-- Task details --
Reproduce the entire summary of the prime editing study on eIF2B mutations below, word for word and line for line.

-- Extract provided --

# Prime editing links the split integrated stress response to pathogenic eIF2B mutations and white matter degeneration

**Authors:** Alessandra Scagliola, Annarita Miluzio, Martina Pauselli, Marcello Ceci, Stefano Biffo, Sara Ricciardi

PMC · DOI: 10.1038/s41419-025-08399-x · Cell Death & Disease · 2025-12-27

## TL;DR

This study uses prime editing to model a rare brain disorder and finds a new stress response pathway linked to disease progression.

## Contribution

First use of prime editing to model Vanishing White Matter Disease and demonstrates the split ISR's role in human cells.

## Key findings

- All modeled eIF2B mutations activate the split ISR in human cells.
- Split ISR impairs protein synthesis needed for proper cell differentiation.
- ISRIB can suppress the split ISR and its harmful effects.

-- Information provided --
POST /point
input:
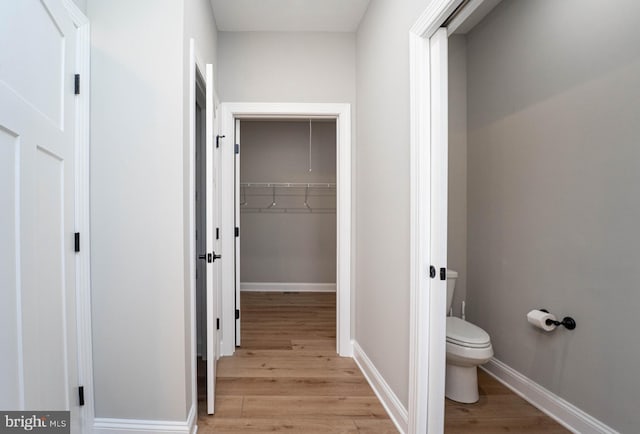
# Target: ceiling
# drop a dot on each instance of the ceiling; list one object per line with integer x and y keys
{"x": 289, "y": 15}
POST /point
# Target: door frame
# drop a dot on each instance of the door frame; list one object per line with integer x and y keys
{"x": 83, "y": 212}
{"x": 342, "y": 114}
{"x": 196, "y": 68}
{"x": 428, "y": 121}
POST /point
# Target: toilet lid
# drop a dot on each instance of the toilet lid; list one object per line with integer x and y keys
{"x": 466, "y": 334}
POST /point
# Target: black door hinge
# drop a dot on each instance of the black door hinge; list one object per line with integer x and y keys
{"x": 218, "y": 137}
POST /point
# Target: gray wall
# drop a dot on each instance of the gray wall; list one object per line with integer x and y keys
{"x": 457, "y": 224}
{"x": 141, "y": 305}
{"x": 291, "y": 247}
{"x": 553, "y": 103}
{"x": 382, "y": 194}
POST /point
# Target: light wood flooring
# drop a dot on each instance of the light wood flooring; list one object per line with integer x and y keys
{"x": 287, "y": 377}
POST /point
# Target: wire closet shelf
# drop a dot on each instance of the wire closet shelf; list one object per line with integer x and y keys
{"x": 288, "y": 197}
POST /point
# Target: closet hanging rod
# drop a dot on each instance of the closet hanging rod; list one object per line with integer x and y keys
{"x": 288, "y": 184}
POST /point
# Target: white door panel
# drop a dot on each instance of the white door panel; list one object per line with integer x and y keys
{"x": 10, "y": 339}
{"x": 438, "y": 230}
{"x": 37, "y": 114}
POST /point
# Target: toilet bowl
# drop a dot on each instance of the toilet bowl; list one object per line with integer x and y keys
{"x": 467, "y": 347}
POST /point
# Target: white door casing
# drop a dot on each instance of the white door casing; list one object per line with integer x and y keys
{"x": 212, "y": 264}
{"x": 236, "y": 208}
{"x": 429, "y": 179}
{"x": 38, "y": 309}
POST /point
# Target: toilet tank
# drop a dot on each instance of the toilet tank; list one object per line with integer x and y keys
{"x": 451, "y": 286}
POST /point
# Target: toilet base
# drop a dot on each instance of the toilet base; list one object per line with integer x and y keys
{"x": 461, "y": 383}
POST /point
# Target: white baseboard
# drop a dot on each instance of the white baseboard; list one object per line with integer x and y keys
{"x": 567, "y": 414}
{"x": 389, "y": 400}
{"x": 136, "y": 426}
{"x": 287, "y": 287}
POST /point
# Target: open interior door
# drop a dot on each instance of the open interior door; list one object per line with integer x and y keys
{"x": 438, "y": 231}
{"x": 237, "y": 226}
{"x": 38, "y": 325}
{"x": 212, "y": 259}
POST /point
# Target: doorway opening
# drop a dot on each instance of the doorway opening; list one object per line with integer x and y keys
{"x": 287, "y": 219}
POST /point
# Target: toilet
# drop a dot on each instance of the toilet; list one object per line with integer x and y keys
{"x": 468, "y": 346}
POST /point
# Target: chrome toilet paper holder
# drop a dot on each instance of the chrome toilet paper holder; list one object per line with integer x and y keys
{"x": 568, "y": 322}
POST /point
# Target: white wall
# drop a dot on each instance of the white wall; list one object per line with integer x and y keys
{"x": 382, "y": 194}
{"x": 457, "y": 212}
{"x": 141, "y": 304}
{"x": 82, "y": 5}
{"x": 296, "y": 247}
{"x": 553, "y": 103}
{"x": 287, "y": 67}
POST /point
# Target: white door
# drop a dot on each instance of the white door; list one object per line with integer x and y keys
{"x": 213, "y": 262}
{"x": 237, "y": 228}
{"x": 438, "y": 230}
{"x": 38, "y": 360}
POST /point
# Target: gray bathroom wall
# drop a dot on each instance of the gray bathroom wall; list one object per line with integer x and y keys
{"x": 289, "y": 247}
{"x": 554, "y": 206}
{"x": 457, "y": 223}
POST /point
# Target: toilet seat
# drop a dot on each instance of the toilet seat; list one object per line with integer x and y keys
{"x": 465, "y": 334}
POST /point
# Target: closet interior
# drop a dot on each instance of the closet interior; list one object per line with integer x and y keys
{"x": 288, "y": 204}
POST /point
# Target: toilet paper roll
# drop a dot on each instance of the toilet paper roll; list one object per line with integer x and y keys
{"x": 539, "y": 319}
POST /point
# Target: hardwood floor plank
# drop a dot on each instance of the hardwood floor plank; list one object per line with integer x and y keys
{"x": 270, "y": 386}
{"x": 294, "y": 426}
{"x": 311, "y": 407}
{"x": 287, "y": 378}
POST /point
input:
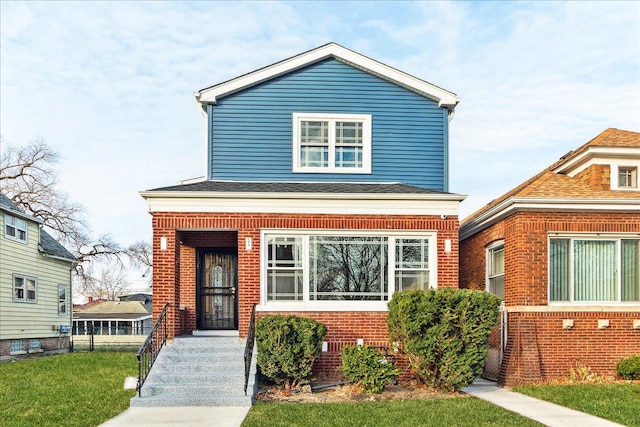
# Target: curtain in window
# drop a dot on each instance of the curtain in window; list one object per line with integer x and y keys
{"x": 594, "y": 273}
{"x": 559, "y": 270}
{"x": 630, "y": 270}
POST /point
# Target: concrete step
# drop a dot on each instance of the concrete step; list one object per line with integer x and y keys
{"x": 199, "y": 371}
{"x": 159, "y": 401}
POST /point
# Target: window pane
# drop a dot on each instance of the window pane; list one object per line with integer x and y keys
{"x": 317, "y": 157}
{"x": 284, "y": 269}
{"x": 630, "y": 270}
{"x": 594, "y": 273}
{"x": 411, "y": 279}
{"x": 348, "y": 268}
{"x": 559, "y": 270}
{"x": 314, "y": 132}
{"x": 496, "y": 286}
{"x": 348, "y": 157}
{"x": 31, "y": 290}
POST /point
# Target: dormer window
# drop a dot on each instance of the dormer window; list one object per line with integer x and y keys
{"x": 331, "y": 143}
{"x": 627, "y": 177}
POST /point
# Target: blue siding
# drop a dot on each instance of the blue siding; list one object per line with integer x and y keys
{"x": 251, "y": 131}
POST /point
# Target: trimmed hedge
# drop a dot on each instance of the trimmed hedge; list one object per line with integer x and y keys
{"x": 368, "y": 366}
{"x": 629, "y": 368}
{"x": 444, "y": 333}
{"x": 287, "y": 348}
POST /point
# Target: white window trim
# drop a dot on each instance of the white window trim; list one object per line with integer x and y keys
{"x": 308, "y": 305}
{"x": 587, "y": 236}
{"x": 15, "y": 226}
{"x": 615, "y": 171}
{"x": 492, "y": 247}
{"x": 365, "y": 119}
{"x": 25, "y": 299}
{"x": 66, "y": 301}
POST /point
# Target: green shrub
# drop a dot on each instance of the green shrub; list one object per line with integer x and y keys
{"x": 444, "y": 333}
{"x": 629, "y": 368}
{"x": 368, "y": 366}
{"x": 287, "y": 348}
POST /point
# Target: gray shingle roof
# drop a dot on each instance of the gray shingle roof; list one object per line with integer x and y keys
{"x": 300, "y": 187}
{"x": 50, "y": 246}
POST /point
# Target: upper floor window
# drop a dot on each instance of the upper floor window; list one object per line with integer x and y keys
{"x": 627, "y": 177}
{"x": 495, "y": 269}
{"x": 24, "y": 288}
{"x": 594, "y": 269}
{"x": 15, "y": 228}
{"x": 332, "y": 143}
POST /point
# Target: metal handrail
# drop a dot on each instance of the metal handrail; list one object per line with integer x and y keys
{"x": 149, "y": 350}
{"x": 248, "y": 348}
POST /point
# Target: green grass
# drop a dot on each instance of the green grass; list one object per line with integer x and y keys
{"x": 615, "y": 402}
{"x": 78, "y": 389}
{"x": 458, "y": 411}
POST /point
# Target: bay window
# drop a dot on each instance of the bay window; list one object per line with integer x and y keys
{"x": 325, "y": 268}
{"x": 594, "y": 269}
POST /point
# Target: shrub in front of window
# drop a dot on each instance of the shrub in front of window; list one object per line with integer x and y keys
{"x": 367, "y": 366}
{"x": 629, "y": 368}
{"x": 444, "y": 333}
{"x": 287, "y": 348}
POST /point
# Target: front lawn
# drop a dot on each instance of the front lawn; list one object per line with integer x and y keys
{"x": 616, "y": 402}
{"x": 78, "y": 389}
{"x": 455, "y": 411}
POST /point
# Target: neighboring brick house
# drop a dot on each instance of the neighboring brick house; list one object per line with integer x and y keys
{"x": 562, "y": 249}
{"x": 326, "y": 191}
{"x": 35, "y": 287}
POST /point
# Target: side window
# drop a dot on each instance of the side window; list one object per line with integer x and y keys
{"x": 62, "y": 299}
{"x": 24, "y": 289}
{"x": 495, "y": 269}
{"x": 15, "y": 228}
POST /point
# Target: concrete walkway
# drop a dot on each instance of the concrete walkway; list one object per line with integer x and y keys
{"x": 547, "y": 413}
{"x": 215, "y": 416}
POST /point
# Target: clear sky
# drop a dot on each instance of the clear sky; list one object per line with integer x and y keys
{"x": 110, "y": 84}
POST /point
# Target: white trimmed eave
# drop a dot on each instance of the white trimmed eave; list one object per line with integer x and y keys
{"x": 303, "y": 203}
{"x": 523, "y": 204}
{"x": 444, "y": 98}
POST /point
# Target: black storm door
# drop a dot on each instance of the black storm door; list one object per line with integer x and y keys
{"x": 217, "y": 289}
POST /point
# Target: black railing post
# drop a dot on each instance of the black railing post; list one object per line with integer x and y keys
{"x": 248, "y": 348}
{"x": 151, "y": 347}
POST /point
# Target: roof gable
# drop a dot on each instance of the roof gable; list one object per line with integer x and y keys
{"x": 444, "y": 98}
{"x": 559, "y": 186}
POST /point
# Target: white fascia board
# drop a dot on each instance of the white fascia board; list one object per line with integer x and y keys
{"x": 587, "y": 157}
{"x": 513, "y": 205}
{"x": 305, "y": 203}
{"x": 210, "y": 95}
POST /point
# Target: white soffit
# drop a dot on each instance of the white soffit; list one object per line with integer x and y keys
{"x": 305, "y": 203}
{"x": 513, "y": 205}
{"x": 445, "y": 98}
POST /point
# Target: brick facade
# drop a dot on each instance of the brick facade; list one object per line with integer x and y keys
{"x": 539, "y": 348}
{"x": 174, "y": 274}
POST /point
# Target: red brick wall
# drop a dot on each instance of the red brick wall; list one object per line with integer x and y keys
{"x": 526, "y": 279}
{"x": 174, "y": 268}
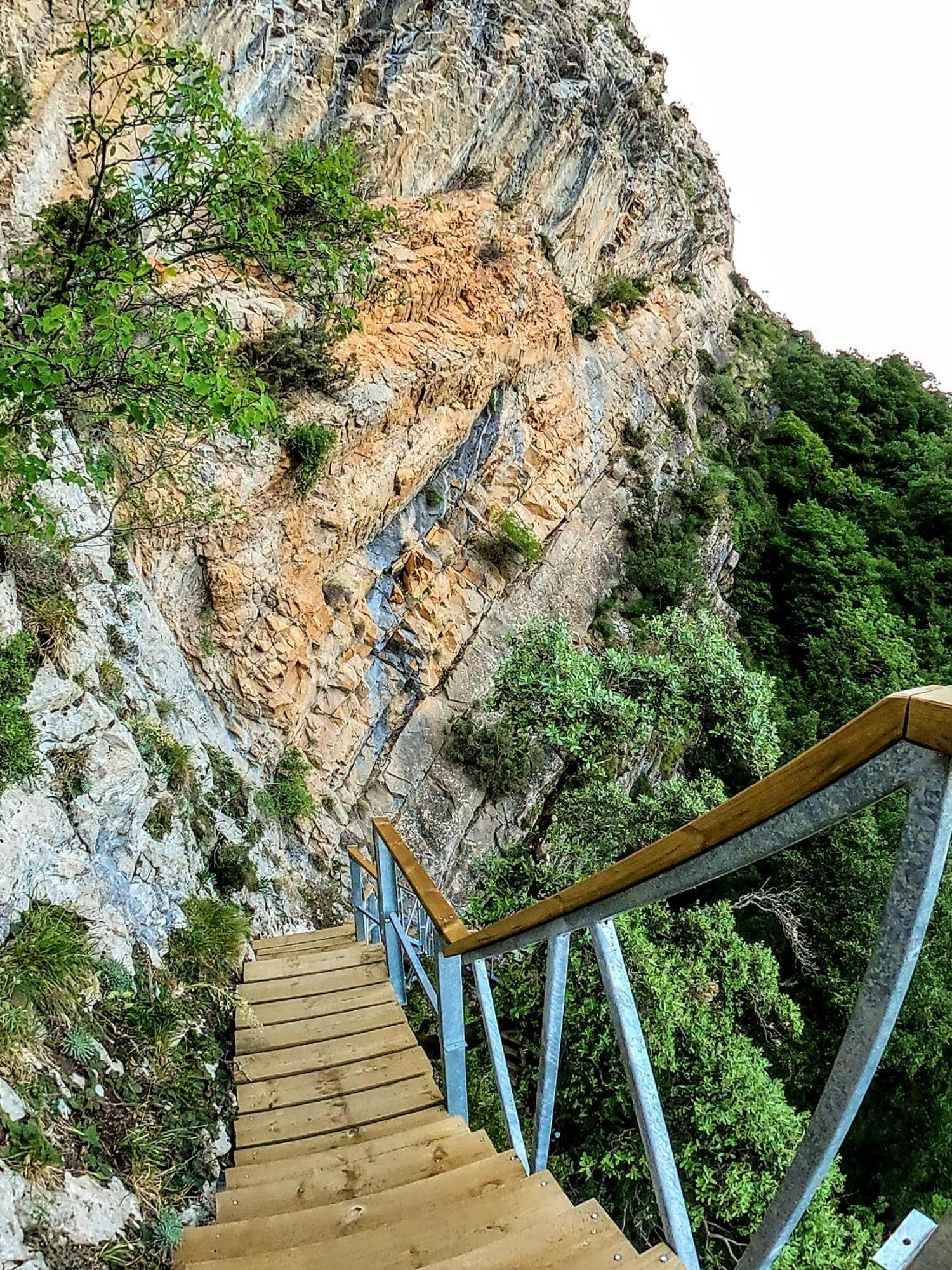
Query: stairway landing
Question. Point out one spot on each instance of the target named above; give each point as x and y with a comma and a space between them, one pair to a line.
346, 1156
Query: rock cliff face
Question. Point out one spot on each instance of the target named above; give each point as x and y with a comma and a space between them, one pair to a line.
356, 623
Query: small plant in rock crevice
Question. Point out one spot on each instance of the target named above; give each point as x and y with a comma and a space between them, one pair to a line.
15, 106
477, 177
288, 796
511, 540
309, 449
18, 756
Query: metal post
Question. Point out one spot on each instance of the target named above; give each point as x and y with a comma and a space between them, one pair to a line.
497, 1055
916, 881
553, 1012
357, 900
374, 926
453, 1032
644, 1092
389, 904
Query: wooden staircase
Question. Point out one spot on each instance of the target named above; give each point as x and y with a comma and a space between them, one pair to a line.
346, 1158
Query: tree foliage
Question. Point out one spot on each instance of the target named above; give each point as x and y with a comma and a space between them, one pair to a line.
111, 323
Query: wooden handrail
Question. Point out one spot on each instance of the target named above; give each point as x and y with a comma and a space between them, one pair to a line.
435, 902
920, 716
367, 866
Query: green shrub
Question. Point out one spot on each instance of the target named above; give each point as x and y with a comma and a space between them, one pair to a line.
512, 539
70, 769
690, 283
81, 1045
44, 580
677, 413
18, 755
211, 946
510, 203
15, 107
20, 658
288, 797
499, 760
616, 289
309, 448
435, 498
549, 250
588, 321
159, 822
29, 1150
163, 752
143, 371
229, 792
46, 968
112, 683
477, 177
491, 252
301, 358
117, 643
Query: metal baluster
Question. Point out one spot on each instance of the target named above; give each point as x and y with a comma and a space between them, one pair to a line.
916, 882
644, 1092
390, 904
554, 1009
357, 900
453, 1033
491, 1024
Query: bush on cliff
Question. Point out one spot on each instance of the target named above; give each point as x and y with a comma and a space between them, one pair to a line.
110, 319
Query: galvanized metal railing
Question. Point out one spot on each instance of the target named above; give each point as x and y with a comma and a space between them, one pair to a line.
902, 744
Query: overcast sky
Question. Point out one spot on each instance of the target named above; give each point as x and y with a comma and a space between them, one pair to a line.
831, 124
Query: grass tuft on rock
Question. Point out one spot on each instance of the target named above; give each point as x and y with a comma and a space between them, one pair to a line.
288, 797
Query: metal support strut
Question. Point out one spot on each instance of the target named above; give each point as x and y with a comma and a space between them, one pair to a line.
390, 905
644, 1093
553, 1012
453, 1032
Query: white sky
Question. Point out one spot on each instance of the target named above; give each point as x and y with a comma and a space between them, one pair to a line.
831, 124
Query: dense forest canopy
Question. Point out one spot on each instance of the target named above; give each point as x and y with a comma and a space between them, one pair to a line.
835, 476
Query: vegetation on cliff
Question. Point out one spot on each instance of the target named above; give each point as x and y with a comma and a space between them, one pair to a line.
833, 472
111, 322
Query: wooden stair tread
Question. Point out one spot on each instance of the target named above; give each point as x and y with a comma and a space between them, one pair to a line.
373, 971
322, 1187
454, 1212
328, 1116
270, 1065
366, 1074
255, 1017
317, 1032
582, 1238
290, 966
354, 1156
346, 1155
332, 937
350, 1136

-- Response --
# Prime editing links the split integrated stress response to pathogenic eIF2B mutations and white matter degeneration

**Authors:** Alessandra Scagliola, Annarita Miluzio, Martina Pauselli, Marcello Ceci, Stefano Biffo, Sara Ricciardi

PMC · DOI: 10.1038/s41419-025-08399-x · Cell Death & Disease · 2025-12-27

## TL;DR

This study uses prime editing to model a rare brain disorder and finds a new stress response pathway linked to disease progression.

## Contribution

First use of prime editing to model Vanishing White Matter Disease and demonstrates the split ISR's role in human cells.

## Key findings

- All modeled eIF2B mutations activate the split ISR in human cells.
- Split ISR impairs protein synthesis needed for proper cell differentiation.
- ISRIB can suppress the split ISR and its harmful effects.